= WRITTEN TASK =
Change "Give me the box" to "Return the bounding box" throughout the rows below, leaving everything else as it is.

Excerpts from a detection dataset
────

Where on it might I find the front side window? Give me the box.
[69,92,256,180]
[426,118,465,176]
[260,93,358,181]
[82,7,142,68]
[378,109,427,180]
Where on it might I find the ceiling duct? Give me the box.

────

= THE RESPONSE =
Where on it might I find the front side window? Return the bounding box.
[69,92,256,180]
[426,118,465,176]
[260,93,358,181]
[82,7,142,68]
[378,109,427,180]
Where on it might I find the ceiling duct? Return the bounding box.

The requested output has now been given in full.